*ACTION ITEM:*
Line tally for "blue": state how many lines of the entries include it, with no other text.

/---

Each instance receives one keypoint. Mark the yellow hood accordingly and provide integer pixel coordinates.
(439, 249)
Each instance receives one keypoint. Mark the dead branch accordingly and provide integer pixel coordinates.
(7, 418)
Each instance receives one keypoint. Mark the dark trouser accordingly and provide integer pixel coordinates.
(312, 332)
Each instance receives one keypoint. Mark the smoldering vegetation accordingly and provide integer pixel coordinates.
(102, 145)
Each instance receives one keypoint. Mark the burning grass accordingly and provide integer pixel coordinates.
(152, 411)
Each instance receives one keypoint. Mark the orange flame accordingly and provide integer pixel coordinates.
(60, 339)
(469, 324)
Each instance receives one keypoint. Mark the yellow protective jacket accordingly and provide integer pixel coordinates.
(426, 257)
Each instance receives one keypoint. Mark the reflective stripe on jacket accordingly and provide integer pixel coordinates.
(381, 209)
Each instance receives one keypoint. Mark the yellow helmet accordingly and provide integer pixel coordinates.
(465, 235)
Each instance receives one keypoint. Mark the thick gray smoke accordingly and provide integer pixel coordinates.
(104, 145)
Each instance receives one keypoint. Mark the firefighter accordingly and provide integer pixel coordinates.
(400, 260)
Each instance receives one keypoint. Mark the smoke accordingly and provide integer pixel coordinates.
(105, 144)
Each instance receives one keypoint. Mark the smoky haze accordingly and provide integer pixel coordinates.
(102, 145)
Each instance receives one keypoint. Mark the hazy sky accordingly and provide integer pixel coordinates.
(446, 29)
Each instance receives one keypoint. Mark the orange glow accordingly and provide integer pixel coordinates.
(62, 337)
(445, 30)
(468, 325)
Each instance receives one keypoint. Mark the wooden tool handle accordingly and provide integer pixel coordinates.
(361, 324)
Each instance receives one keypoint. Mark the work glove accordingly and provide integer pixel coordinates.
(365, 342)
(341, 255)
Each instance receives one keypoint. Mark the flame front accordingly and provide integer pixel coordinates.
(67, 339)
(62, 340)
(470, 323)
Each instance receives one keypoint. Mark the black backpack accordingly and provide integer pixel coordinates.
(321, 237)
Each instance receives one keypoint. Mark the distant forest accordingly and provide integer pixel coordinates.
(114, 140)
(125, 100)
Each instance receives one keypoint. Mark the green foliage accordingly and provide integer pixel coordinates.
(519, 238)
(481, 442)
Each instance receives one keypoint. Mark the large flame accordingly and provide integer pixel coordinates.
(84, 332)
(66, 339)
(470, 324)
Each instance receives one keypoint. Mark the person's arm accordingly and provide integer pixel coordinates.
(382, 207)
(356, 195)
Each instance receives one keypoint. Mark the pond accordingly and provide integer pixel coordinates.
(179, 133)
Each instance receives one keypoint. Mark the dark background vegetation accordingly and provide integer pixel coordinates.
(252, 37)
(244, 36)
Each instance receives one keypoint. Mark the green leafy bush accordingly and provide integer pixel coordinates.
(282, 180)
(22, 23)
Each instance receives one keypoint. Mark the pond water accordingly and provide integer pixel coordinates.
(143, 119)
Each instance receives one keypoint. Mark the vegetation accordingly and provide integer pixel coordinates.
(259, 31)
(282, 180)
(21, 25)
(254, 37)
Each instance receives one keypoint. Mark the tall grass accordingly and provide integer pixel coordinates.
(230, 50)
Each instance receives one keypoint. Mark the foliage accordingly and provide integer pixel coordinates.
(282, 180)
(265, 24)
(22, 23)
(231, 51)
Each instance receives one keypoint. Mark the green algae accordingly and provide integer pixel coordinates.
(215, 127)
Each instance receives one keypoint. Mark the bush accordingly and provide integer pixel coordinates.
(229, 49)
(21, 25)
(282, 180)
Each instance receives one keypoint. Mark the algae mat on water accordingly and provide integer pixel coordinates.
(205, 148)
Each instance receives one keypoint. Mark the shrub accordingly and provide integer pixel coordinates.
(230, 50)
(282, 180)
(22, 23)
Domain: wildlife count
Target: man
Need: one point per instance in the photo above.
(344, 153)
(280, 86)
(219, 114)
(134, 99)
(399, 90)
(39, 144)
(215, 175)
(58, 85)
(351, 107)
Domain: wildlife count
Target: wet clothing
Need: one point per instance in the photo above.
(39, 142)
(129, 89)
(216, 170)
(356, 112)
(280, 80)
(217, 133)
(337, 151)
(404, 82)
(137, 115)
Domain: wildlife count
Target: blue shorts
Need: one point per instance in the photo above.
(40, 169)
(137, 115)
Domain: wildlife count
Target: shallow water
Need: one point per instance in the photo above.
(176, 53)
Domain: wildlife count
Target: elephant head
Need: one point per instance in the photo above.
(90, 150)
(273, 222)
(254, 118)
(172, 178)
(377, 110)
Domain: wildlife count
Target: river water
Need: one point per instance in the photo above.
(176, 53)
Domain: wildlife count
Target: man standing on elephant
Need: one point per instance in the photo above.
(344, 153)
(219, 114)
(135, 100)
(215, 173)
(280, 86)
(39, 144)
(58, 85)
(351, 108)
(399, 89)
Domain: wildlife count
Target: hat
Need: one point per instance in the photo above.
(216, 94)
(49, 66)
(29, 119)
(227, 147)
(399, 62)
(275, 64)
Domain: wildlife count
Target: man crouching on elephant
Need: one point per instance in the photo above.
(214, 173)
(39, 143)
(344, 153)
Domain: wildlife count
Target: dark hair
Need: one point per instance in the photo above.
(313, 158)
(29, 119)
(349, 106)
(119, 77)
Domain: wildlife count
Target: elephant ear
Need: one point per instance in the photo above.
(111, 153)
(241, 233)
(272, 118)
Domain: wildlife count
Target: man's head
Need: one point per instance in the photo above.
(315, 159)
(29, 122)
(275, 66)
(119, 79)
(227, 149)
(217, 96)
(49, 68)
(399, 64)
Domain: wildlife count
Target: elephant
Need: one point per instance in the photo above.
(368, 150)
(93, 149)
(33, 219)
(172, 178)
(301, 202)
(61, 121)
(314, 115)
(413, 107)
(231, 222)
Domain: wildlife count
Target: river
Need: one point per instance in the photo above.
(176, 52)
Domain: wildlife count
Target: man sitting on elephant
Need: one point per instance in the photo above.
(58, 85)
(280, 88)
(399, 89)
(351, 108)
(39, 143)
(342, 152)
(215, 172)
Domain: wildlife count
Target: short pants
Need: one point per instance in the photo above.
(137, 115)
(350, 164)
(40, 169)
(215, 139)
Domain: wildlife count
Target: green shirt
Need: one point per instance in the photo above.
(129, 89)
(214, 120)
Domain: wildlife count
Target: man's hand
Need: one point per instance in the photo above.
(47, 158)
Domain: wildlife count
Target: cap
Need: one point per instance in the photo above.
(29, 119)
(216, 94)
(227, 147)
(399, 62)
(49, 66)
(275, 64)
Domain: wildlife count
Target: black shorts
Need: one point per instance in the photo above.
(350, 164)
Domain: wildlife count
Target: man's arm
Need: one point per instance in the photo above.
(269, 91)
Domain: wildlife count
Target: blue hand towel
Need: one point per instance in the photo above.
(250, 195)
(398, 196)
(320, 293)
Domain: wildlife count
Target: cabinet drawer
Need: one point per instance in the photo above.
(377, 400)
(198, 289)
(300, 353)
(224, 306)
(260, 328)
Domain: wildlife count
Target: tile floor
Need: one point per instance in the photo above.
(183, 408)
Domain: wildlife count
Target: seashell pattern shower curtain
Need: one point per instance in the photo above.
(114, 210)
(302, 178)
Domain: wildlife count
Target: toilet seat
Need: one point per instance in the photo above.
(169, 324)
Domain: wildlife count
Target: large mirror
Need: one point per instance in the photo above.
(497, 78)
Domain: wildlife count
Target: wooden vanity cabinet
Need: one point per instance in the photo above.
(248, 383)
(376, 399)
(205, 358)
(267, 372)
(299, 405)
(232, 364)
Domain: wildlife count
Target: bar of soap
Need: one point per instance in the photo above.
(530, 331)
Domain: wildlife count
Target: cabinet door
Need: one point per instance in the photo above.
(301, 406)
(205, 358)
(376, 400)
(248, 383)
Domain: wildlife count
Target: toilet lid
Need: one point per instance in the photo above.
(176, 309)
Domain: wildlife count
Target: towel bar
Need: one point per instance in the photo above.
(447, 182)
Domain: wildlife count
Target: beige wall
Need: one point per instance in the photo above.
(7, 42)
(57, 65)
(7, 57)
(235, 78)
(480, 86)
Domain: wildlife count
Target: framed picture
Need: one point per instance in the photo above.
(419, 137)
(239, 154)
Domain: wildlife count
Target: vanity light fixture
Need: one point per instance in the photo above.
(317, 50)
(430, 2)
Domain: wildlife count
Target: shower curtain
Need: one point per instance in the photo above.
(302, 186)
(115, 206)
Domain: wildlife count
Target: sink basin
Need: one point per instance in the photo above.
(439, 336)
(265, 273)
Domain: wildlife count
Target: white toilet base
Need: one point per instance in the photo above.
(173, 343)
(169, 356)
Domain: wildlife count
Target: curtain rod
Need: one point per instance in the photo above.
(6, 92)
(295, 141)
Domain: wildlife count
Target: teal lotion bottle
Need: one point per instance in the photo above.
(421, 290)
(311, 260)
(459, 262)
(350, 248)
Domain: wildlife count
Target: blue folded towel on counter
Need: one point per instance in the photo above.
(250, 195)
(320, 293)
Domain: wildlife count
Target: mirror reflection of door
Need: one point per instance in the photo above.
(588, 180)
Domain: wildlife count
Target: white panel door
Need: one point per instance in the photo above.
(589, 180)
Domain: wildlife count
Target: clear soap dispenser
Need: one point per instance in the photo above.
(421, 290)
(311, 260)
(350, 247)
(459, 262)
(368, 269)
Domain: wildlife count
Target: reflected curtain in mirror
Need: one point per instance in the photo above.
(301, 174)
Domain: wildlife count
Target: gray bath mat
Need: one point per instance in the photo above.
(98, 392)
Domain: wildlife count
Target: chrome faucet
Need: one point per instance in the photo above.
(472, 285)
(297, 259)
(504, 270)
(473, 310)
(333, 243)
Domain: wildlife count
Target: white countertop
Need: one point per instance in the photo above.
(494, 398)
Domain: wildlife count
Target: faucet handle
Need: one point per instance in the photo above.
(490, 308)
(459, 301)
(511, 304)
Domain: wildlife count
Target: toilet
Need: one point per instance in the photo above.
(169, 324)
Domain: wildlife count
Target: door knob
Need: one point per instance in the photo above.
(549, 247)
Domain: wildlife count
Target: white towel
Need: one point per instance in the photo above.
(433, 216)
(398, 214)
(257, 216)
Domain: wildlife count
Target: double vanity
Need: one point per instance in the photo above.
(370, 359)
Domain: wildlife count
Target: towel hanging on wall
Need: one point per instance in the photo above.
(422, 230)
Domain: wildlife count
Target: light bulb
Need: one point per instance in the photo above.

\---

*TASK ANSWER:*
3